About this exercise | Below are records; report how many of their lines contain the word "drop", giving only the number.

Raw data |
──────

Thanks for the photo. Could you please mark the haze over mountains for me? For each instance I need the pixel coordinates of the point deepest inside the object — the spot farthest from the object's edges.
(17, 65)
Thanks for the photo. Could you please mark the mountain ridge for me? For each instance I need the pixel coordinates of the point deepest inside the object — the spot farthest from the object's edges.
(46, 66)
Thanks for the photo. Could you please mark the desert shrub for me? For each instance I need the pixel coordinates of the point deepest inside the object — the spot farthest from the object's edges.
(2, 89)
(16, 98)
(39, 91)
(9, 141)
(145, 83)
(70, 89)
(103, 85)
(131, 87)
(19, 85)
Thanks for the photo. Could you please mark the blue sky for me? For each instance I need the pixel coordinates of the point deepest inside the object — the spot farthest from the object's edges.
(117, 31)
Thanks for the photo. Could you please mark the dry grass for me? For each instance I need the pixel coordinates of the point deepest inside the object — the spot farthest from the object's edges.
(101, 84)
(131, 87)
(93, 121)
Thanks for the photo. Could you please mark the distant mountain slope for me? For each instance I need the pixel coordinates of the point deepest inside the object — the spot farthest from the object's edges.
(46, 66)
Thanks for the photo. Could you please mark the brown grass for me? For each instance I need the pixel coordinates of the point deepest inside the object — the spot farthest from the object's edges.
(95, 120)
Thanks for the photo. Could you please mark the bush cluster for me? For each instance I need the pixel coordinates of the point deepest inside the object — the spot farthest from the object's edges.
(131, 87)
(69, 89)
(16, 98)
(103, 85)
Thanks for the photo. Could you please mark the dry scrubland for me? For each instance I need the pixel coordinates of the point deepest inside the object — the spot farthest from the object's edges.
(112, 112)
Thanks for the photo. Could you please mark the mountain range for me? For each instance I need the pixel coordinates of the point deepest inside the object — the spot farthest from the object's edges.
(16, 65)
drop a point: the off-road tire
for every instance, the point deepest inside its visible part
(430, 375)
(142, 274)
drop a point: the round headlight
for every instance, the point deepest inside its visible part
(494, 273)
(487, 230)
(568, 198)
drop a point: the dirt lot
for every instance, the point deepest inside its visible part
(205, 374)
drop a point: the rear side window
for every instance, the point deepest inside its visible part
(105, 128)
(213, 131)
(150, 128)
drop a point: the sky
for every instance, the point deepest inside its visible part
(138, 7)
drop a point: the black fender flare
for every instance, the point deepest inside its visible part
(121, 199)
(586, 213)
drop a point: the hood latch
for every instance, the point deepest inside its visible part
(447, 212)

──────

Result for this exercise | 7